* GOAL:
Nothing other than the lines from the one containing "whisker in the photo above." through the close of the entries below should be printed, each exactly.

Named-object pointing records:
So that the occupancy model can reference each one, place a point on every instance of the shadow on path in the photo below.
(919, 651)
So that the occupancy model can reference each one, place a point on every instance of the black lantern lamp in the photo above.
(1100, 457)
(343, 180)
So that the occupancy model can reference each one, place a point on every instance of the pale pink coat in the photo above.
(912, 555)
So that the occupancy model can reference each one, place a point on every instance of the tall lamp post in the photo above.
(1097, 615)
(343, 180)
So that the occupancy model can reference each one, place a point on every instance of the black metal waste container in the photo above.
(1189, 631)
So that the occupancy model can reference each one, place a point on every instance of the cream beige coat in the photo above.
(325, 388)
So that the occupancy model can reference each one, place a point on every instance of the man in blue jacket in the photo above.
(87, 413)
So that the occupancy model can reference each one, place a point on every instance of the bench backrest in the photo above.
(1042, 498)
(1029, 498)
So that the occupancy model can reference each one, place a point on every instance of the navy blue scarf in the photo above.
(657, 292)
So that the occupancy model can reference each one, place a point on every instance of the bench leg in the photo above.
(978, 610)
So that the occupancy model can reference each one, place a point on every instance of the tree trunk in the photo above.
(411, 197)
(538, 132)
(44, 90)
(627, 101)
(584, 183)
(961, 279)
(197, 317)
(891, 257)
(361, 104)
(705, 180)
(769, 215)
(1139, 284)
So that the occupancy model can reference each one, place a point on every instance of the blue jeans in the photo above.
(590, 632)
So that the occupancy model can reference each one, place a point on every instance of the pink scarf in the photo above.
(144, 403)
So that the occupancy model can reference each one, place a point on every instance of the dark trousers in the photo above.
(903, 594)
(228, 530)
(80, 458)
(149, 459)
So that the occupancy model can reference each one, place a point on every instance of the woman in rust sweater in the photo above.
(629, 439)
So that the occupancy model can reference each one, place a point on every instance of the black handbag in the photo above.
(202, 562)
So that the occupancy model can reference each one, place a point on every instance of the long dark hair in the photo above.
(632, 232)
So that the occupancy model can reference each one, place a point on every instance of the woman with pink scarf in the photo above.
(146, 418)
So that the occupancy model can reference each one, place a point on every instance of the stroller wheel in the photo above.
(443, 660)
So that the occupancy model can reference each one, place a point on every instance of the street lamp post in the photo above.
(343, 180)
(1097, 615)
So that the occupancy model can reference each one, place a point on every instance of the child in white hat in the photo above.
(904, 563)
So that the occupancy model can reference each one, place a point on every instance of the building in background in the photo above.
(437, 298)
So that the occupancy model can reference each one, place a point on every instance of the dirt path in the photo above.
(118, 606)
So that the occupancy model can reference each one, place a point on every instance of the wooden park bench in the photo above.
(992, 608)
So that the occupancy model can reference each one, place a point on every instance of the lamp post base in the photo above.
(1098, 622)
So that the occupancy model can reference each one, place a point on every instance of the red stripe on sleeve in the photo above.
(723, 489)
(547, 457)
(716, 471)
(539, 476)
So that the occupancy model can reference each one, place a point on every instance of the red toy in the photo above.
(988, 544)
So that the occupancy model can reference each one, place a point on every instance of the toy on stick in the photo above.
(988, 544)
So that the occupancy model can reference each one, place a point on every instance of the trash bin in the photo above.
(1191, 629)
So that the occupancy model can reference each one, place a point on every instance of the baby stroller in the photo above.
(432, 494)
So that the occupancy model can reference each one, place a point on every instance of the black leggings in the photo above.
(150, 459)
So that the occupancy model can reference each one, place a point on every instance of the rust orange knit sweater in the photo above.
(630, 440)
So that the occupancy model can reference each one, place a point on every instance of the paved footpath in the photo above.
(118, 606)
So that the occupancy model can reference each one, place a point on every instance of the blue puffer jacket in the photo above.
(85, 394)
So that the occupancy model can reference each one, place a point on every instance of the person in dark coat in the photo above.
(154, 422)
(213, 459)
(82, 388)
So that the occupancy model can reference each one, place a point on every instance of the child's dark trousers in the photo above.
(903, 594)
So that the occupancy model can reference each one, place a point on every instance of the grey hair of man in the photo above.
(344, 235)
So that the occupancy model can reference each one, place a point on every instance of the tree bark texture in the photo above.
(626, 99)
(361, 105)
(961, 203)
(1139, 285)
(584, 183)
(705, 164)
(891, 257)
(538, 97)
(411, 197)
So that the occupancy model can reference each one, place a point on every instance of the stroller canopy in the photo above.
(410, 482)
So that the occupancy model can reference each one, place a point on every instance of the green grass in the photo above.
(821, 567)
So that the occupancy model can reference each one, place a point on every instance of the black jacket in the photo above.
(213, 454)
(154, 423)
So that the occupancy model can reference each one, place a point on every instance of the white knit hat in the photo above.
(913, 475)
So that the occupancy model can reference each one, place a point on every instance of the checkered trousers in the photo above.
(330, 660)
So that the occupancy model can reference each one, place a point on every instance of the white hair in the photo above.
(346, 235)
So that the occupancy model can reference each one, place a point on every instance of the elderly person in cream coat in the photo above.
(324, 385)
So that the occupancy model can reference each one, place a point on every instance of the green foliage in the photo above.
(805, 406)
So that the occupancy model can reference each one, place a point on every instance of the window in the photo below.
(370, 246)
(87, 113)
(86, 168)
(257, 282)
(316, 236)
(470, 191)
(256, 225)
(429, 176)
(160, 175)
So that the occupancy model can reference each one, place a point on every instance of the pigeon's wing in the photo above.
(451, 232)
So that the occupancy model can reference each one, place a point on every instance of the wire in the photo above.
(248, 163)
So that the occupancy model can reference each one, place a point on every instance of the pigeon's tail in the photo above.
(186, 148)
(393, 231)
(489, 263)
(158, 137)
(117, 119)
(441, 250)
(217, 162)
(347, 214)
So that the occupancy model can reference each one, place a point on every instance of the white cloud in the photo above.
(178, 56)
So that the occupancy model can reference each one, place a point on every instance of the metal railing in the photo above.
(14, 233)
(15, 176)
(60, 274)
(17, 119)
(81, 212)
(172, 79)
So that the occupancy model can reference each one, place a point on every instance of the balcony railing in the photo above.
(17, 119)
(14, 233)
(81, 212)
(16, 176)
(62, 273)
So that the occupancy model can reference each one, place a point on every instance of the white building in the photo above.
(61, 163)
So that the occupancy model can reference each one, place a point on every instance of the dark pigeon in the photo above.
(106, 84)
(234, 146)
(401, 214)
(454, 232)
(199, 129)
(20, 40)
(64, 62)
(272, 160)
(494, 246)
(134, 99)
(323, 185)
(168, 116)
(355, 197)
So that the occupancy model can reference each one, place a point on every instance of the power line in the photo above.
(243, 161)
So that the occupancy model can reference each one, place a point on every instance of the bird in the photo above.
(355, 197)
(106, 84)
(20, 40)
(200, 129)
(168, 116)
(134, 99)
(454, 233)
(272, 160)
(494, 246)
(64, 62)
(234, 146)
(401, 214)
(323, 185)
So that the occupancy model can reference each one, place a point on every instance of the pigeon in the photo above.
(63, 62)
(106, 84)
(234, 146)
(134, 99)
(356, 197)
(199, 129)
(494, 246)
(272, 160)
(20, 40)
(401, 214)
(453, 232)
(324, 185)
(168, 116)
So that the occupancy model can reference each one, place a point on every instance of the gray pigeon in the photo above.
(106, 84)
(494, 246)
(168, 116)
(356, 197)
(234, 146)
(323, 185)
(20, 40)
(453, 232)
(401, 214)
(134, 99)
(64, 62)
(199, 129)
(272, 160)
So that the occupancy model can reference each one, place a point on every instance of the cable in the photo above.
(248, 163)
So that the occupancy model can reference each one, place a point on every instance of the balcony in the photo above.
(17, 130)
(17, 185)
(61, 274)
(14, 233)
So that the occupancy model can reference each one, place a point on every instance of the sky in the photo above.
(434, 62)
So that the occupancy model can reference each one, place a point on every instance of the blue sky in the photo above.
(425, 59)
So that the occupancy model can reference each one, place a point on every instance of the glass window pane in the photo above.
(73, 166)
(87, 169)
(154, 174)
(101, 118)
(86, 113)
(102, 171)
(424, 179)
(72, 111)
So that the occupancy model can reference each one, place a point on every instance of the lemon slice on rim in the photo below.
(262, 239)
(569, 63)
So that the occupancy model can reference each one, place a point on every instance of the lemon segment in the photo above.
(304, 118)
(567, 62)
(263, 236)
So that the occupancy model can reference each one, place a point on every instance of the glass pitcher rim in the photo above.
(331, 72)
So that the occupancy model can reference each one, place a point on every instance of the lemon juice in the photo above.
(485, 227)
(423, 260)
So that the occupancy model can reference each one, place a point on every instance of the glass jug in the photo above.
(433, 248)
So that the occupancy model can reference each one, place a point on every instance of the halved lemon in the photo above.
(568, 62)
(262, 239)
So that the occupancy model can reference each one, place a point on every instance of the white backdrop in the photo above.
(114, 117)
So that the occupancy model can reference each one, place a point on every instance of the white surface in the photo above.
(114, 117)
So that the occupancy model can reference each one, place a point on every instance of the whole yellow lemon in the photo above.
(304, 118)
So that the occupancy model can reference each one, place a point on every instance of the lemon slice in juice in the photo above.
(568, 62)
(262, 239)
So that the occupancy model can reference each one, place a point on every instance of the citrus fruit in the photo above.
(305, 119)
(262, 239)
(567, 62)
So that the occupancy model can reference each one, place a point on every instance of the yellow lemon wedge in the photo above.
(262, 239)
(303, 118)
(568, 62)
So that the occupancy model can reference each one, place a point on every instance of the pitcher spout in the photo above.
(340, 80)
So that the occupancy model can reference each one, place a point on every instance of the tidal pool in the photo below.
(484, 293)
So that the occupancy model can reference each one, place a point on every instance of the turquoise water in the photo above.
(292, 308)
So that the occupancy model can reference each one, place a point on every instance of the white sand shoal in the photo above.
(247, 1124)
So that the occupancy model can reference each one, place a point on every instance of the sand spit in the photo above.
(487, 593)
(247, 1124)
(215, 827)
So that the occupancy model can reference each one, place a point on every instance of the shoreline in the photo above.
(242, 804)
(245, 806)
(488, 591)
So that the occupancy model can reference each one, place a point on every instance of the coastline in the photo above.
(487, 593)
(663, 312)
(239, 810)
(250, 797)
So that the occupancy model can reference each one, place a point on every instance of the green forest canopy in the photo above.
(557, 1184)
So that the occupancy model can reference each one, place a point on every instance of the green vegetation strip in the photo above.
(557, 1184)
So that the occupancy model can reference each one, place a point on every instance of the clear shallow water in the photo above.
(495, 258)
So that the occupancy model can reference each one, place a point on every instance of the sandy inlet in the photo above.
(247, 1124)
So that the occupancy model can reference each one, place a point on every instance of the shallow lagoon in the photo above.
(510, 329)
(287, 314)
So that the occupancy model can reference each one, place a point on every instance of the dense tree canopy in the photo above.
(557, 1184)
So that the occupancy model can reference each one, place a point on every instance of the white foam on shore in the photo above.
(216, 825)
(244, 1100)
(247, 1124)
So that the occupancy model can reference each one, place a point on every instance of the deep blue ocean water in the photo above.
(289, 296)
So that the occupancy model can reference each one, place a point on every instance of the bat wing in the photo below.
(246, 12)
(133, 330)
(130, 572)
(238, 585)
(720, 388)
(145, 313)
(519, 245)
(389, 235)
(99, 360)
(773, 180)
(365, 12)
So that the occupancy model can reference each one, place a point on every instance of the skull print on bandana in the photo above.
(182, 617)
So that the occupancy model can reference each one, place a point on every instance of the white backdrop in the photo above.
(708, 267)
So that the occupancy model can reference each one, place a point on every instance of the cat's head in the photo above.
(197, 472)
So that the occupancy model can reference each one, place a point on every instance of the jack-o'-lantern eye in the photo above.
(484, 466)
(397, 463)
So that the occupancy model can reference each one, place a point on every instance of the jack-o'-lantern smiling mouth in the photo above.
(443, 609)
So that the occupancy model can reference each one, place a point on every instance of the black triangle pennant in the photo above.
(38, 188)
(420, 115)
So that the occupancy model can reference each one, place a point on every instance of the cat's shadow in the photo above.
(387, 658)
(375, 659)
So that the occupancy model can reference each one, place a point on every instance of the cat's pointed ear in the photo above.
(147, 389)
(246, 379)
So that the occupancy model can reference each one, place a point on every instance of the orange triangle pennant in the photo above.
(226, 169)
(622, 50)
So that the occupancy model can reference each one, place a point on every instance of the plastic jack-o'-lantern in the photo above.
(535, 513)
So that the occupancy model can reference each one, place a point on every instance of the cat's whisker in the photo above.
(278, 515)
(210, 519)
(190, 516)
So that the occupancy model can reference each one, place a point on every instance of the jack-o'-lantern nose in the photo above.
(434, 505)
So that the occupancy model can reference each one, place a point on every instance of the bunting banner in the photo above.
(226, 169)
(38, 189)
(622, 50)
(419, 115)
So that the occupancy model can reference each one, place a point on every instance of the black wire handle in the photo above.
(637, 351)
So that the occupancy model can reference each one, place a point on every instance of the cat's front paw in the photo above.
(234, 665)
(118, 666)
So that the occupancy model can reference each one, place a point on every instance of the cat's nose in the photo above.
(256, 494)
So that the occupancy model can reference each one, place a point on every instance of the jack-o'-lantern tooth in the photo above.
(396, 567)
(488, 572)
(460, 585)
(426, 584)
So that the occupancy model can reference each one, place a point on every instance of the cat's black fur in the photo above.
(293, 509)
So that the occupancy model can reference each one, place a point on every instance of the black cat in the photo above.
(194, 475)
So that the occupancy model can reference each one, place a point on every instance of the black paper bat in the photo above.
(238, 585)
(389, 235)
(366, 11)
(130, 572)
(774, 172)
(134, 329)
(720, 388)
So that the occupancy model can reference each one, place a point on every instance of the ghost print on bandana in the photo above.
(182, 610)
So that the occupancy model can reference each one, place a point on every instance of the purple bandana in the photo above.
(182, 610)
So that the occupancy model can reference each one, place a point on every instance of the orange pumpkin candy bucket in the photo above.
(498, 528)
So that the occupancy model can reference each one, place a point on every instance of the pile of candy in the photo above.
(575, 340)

* RESPONSE:
So that the occupancy model can reference each one, place a point on every instance of the cat's whisker in the photo above.
(278, 515)
(210, 519)
(190, 516)
So that the occupancy model can reference each one, place a point on every instance of the jack-o'-lantern nose in the photo above.
(434, 505)
So that the occupancy model can reference each one, place a point on every instance of the bunting banner in the photo above.
(226, 169)
(38, 189)
(622, 50)
(419, 115)
So that the occupancy model can reference each one, place a point on every instance of the black wire handle in the photo above.
(637, 351)
So that the occupancy model can reference each one, place a point on every instance of the cat's front paw in the photo above.
(234, 665)
(118, 666)
So that the occupancy model can reference each one, place a point on every instance of the cat's nose in the photo above.
(256, 494)
So that the occupancy model can reference each one, place a point on every instance of the jack-o'-lantern tooth in the photo above.
(396, 567)
(488, 572)
(460, 585)
(426, 584)
So that the occupancy model can reference each one, place a point on every instance of the cat's black fur in the photo above.
(293, 509)
So that the occupancy model can reference each one, place a point on every instance of the black cat in the photo above.
(194, 475)
So that the occupancy model can reference each one, place a point on every instance of the black paper bat in the photo above.
(238, 585)
(389, 235)
(366, 11)
(130, 572)
(774, 172)
(134, 329)
(720, 388)
So that the occupancy model can reference each one, place a point on every instance of the ghost print on bandana in the photo above.
(182, 610)
So that the occupancy model can reference each one, place a point on every instance of the purple bandana in the photo above.
(182, 610)
So that the occupancy model can reference each one, place a point on every instance of the orange pumpkin candy bucket in the photo above.
(498, 528)
So that the occupancy model can reference each one, place a point on every instance of the pile of candy in the photo above.
(575, 340)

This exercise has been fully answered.